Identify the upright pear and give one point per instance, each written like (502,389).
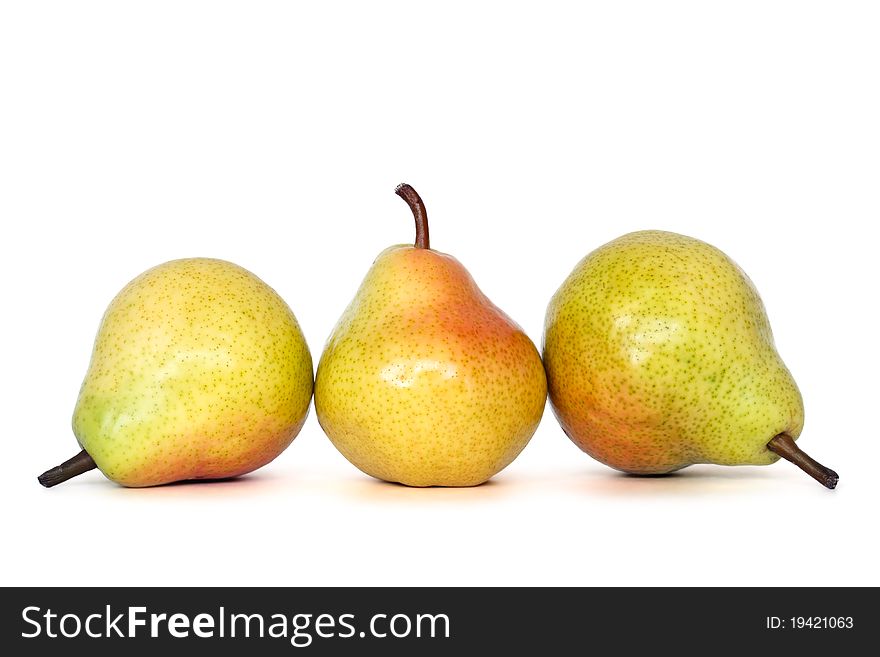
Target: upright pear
(199,371)
(659,355)
(424,381)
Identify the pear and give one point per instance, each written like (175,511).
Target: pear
(199,371)
(659,355)
(424,381)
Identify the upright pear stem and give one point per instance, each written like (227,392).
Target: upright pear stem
(71,468)
(784,445)
(414,201)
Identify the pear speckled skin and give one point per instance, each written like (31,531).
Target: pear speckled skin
(659,355)
(424,381)
(199,371)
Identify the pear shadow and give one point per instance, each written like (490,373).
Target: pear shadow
(687,482)
(368,489)
(250,484)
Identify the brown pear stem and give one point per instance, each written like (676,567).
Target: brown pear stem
(414,201)
(71,468)
(784,445)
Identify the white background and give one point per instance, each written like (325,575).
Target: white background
(272,134)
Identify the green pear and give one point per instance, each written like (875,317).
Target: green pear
(424,381)
(199,371)
(659,355)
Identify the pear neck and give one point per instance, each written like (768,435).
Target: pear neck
(420,214)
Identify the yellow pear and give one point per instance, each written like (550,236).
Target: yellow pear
(199,371)
(424,381)
(659,355)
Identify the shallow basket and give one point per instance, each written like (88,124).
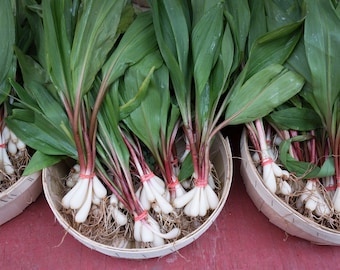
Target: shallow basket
(221,157)
(277,211)
(17,197)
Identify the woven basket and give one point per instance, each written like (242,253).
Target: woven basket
(17,197)
(222,160)
(277,211)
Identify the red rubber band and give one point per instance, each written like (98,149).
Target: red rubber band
(141,216)
(174,161)
(173,184)
(201,183)
(330,188)
(146,177)
(266,161)
(83,176)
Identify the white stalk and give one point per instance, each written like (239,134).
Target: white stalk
(336,200)
(84,209)
(268,176)
(313,199)
(87,191)
(153,193)
(147,230)
(197,201)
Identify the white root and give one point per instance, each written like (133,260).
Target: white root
(153,193)
(117,214)
(336,200)
(197,201)
(84,209)
(147,230)
(313,200)
(86,191)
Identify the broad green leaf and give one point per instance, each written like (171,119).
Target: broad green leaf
(137,41)
(7,59)
(273,47)
(322,41)
(294,118)
(41,161)
(40,134)
(172,26)
(206,43)
(57,43)
(95,35)
(238,16)
(262,93)
(283,12)
(146,120)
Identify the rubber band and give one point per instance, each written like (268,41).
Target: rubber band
(173,184)
(330,188)
(141,216)
(174,161)
(266,161)
(201,183)
(83,176)
(146,177)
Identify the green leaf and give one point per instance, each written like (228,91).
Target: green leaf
(57,43)
(273,47)
(172,26)
(294,118)
(262,93)
(41,161)
(95,35)
(7,59)
(304,169)
(137,41)
(322,42)
(206,42)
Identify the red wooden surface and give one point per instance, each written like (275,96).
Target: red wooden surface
(240,238)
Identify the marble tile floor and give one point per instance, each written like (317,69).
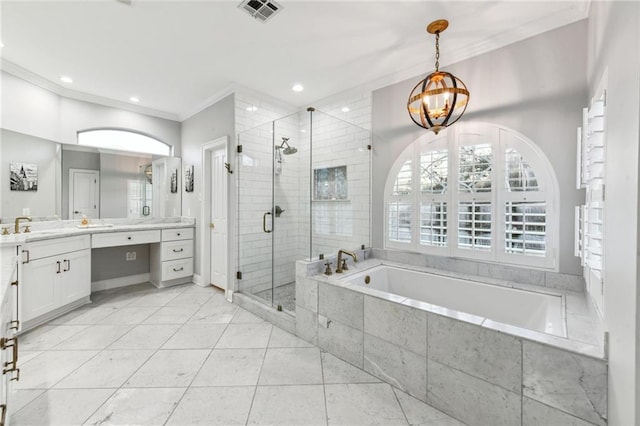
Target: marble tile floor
(186,356)
(284,295)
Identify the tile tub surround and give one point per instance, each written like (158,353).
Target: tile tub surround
(474,369)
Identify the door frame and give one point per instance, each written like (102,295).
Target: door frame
(71,189)
(205,214)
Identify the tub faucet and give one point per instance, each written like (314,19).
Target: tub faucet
(17,223)
(342,263)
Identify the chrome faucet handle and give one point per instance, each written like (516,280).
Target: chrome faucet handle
(344,266)
(328,271)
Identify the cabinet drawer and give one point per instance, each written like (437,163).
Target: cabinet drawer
(54,246)
(177,234)
(114,239)
(173,250)
(173,269)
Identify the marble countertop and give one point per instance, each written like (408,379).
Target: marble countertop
(66,228)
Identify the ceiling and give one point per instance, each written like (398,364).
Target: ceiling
(179,56)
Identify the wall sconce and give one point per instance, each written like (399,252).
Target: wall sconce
(441,98)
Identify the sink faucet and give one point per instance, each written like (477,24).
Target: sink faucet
(342,263)
(17,225)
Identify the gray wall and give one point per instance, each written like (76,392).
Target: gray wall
(214,122)
(18,147)
(614,46)
(75,160)
(537,86)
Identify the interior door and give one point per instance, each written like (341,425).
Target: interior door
(218,219)
(84,194)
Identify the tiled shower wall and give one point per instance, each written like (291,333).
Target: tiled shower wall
(341,133)
(336,142)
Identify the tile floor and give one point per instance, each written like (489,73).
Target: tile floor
(284,295)
(185,356)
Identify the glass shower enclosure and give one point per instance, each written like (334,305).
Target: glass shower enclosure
(303,192)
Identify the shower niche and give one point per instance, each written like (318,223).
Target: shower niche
(303,191)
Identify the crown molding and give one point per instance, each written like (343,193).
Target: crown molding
(496,42)
(211,100)
(37,80)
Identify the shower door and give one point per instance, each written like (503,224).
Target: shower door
(273,184)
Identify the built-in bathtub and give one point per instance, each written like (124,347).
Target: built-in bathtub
(482,352)
(537,311)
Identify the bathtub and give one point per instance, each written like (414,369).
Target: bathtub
(536,311)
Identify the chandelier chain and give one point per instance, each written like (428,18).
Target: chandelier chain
(437,50)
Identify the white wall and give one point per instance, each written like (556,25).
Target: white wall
(211,123)
(32,110)
(614,45)
(536,86)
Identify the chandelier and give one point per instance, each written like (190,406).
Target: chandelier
(441,98)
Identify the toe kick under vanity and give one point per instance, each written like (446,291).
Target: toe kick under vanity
(54,265)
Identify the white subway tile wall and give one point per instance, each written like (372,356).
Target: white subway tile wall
(261,123)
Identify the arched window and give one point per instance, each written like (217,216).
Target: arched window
(123,140)
(476,191)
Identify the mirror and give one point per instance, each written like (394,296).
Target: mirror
(124,186)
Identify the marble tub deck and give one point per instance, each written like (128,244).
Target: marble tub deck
(477,370)
(185,356)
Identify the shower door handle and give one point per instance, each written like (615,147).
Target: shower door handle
(264,222)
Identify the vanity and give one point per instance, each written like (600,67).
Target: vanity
(53,264)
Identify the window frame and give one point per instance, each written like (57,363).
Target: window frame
(500,139)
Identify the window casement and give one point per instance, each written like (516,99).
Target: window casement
(476,191)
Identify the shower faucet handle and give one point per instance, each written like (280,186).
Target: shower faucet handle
(328,270)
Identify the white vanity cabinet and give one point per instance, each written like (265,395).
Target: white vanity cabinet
(172,259)
(8,327)
(55,278)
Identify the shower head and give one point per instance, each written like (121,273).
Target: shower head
(288,150)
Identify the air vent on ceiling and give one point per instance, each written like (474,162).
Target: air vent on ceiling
(262,10)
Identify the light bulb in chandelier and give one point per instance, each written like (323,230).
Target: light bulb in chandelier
(441,98)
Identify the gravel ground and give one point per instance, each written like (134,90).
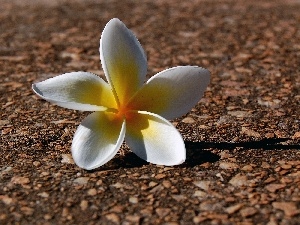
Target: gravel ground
(242,138)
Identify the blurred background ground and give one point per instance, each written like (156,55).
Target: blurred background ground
(242,138)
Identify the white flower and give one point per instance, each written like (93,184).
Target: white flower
(125,108)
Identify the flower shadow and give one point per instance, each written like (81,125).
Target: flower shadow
(199,152)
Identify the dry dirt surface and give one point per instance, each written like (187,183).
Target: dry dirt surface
(242,138)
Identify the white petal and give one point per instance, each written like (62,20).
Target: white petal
(154,139)
(123,60)
(172,92)
(77,90)
(97,140)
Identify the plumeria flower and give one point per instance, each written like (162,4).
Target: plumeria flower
(125,108)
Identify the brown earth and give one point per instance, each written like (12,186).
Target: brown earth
(242,138)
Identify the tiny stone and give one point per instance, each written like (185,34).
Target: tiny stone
(81,180)
(6,200)
(36,163)
(167,184)
(249,211)
(203,184)
(152,184)
(67,158)
(239,114)
(84,204)
(162,212)
(20,180)
(47,217)
(200,194)
(296,135)
(274,187)
(188,120)
(133,200)
(133,219)
(27,210)
(234,208)
(113,217)
(239,180)
(247,168)
(250,133)
(228,165)
(92,192)
(160,176)
(289,208)
(43,194)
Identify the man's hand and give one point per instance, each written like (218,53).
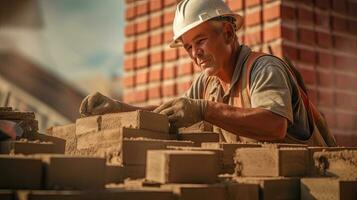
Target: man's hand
(183,111)
(97,104)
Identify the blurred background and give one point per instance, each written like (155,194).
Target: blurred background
(54,52)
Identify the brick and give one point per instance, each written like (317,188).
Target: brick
(235,5)
(128,81)
(114,174)
(328,188)
(156,39)
(338,163)
(271,13)
(81,172)
(156,22)
(140,96)
(169,90)
(199,137)
(142,26)
(87,124)
(26,147)
(314,170)
(141,78)
(155,92)
(129,64)
(135,150)
(142,61)
(271,162)
(308,56)
(288,13)
(130,13)
(170,166)
(274,187)
(136,119)
(185,69)
(170,54)
(142,9)
(129,46)
(197,191)
(155,75)
(68,133)
(129,30)
(169,72)
(271,33)
(155,5)
(324,40)
(242,191)
(229,150)
(307,36)
(253,18)
(19,172)
(156,57)
(142,43)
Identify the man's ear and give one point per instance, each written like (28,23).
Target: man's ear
(228,32)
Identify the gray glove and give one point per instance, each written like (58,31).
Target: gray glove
(183,111)
(97,104)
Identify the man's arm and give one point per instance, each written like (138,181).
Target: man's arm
(256,123)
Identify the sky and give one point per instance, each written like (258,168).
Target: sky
(80,39)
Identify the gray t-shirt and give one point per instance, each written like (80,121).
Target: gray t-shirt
(271,88)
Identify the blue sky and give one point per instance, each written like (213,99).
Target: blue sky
(82,38)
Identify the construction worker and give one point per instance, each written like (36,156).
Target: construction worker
(244,94)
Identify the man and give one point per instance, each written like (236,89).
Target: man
(266,105)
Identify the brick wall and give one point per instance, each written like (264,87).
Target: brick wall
(319,36)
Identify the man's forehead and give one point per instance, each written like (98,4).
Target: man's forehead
(199,31)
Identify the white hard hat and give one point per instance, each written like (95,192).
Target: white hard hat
(191,13)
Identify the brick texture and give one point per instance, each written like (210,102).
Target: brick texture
(318,36)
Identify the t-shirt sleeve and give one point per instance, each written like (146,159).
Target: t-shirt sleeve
(270,88)
(196,89)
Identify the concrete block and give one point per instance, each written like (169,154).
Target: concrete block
(199,137)
(202,126)
(59,143)
(172,166)
(272,188)
(134,171)
(26,147)
(114,174)
(314,170)
(68,133)
(136,119)
(197,191)
(88,124)
(73,172)
(134,150)
(114,145)
(328,188)
(242,191)
(20,172)
(271,162)
(341,164)
(229,150)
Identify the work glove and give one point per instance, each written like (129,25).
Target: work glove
(97,104)
(183,112)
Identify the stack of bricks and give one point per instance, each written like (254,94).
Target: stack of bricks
(317,35)
(133,155)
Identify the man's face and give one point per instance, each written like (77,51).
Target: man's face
(207,47)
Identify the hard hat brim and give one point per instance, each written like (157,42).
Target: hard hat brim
(177,43)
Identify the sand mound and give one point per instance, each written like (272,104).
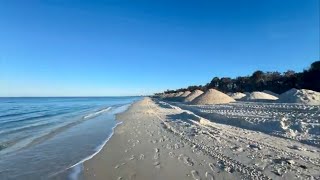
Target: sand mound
(185,94)
(303,96)
(237,95)
(193,95)
(271,93)
(169,95)
(178,94)
(259,96)
(212,96)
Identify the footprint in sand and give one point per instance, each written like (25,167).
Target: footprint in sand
(171,154)
(195,175)
(209,176)
(132,157)
(157,164)
(168,146)
(141,157)
(211,166)
(186,160)
(118,165)
(177,146)
(156,153)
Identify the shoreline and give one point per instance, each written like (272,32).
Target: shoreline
(157,140)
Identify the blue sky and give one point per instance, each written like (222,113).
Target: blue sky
(98,48)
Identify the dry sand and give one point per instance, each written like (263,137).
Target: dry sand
(259,96)
(237,95)
(193,95)
(302,96)
(178,94)
(185,94)
(270,92)
(158,140)
(212,96)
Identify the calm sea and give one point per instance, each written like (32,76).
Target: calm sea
(49,138)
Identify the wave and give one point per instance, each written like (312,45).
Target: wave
(91,115)
(77,167)
(51,133)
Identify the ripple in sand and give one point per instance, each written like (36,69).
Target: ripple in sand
(195,175)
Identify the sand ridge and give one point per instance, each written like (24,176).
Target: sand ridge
(158,140)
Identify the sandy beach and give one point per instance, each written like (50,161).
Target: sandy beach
(158,140)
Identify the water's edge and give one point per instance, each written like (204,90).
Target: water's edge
(77,169)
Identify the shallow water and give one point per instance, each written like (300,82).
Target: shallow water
(42,138)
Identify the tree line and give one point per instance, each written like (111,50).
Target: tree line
(273,81)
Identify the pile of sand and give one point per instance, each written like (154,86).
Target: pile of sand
(185,94)
(193,95)
(178,94)
(212,96)
(272,93)
(303,96)
(259,96)
(237,95)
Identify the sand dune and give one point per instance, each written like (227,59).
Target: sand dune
(212,96)
(158,140)
(193,95)
(259,96)
(303,96)
(237,95)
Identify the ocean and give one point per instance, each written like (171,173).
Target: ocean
(50,137)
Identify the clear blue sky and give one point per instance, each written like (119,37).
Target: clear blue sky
(79,48)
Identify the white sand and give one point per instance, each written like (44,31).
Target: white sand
(193,95)
(237,95)
(259,96)
(185,94)
(270,92)
(178,94)
(159,141)
(303,96)
(212,96)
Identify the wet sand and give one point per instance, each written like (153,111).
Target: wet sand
(160,141)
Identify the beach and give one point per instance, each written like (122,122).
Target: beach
(159,140)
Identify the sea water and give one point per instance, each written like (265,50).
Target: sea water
(49,138)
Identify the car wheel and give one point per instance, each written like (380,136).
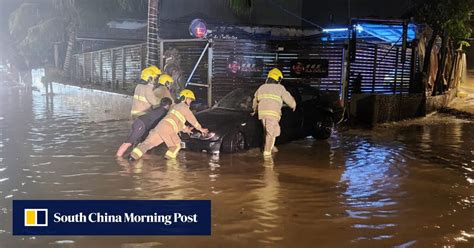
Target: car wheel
(323,128)
(234,142)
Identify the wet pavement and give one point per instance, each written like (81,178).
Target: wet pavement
(408,184)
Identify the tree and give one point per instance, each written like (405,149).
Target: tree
(35,27)
(449,20)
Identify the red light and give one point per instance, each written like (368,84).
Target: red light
(198,28)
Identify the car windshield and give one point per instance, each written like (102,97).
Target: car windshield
(239,99)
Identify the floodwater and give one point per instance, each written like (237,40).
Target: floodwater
(407,185)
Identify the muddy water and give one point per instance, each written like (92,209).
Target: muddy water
(408,184)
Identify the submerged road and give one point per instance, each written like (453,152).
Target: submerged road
(405,184)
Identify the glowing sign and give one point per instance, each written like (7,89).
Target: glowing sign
(198,28)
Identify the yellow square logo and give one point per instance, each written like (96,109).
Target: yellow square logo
(36,217)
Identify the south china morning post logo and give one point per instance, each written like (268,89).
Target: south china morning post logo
(36,217)
(111,217)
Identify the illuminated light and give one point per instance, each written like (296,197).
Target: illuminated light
(198,28)
(358,27)
(333,30)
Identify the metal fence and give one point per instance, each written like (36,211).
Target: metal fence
(379,65)
(382,69)
(115,66)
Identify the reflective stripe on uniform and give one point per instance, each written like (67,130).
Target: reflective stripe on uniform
(178,115)
(138,152)
(140,98)
(269,113)
(173,123)
(270,96)
(173,154)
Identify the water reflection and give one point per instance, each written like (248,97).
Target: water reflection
(372,181)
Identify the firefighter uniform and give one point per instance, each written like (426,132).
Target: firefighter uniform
(162,91)
(268,101)
(144,97)
(167,131)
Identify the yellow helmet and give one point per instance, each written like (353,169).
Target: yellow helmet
(187,94)
(165,78)
(275,74)
(147,73)
(155,70)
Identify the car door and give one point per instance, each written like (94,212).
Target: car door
(291,121)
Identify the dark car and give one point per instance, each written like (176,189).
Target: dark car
(232,128)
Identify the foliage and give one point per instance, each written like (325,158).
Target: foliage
(24,17)
(450,17)
(54,75)
(35,27)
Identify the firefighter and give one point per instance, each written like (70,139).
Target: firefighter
(167,130)
(144,98)
(155,69)
(163,89)
(268,101)
(143,124)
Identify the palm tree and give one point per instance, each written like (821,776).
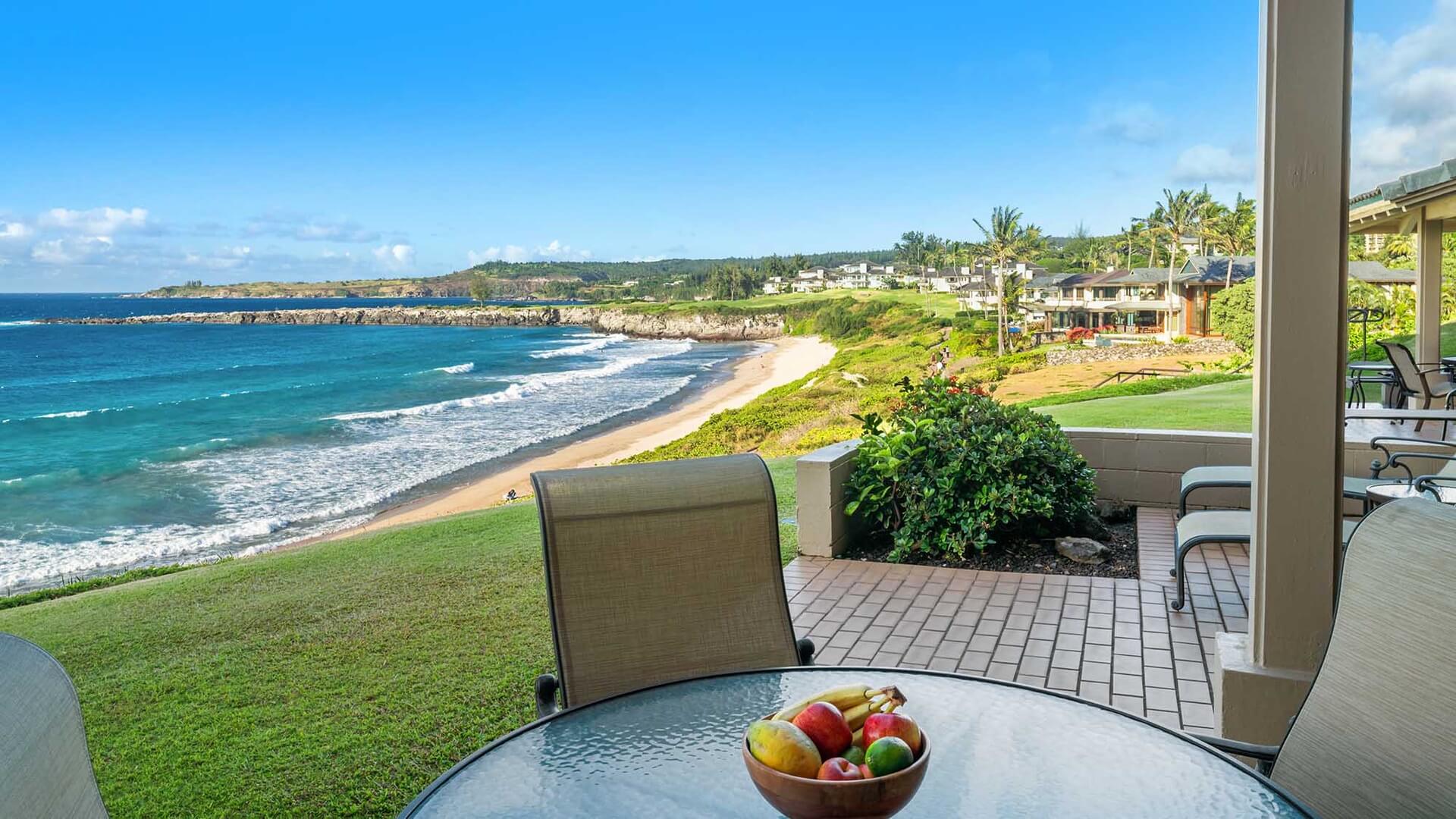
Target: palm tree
(1232,232)
(1175,218)
(1204,210)
(1398,246)
(1005,242)
(1131,235)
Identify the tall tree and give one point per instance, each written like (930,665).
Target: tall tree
(1005,242)
(1232,232)
(1174,218)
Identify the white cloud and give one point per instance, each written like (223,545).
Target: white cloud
(1212,164)
(98,221)
(1136,123)
(554,251)
(86,249)
(308,229)
(1404,99)
(395,257)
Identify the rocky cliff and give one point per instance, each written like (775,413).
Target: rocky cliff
(705,327)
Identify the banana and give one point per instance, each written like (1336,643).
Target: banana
:::::
Work required: Reproduce everything from the line containing "Identify the white cloud" down to the last of the lines, swapping "white cloud" for "gray cloud" and leaving all else unchanged.

Task solution:
Identify the gray cloud and give one point per instance, each written like (223,545).
Target: gray cloud
(1212,164)
(98,221)
(1136,123)
(554,251)
(86,249)
(308,229)
(1404,99)
(395,257)
Identify the rocky cliff and give one point per instance, each written like (775,413).
Target: rocky cliff
(705,327)
Identify the banana and give one point per instance, each written like (1336,643).
Target: banana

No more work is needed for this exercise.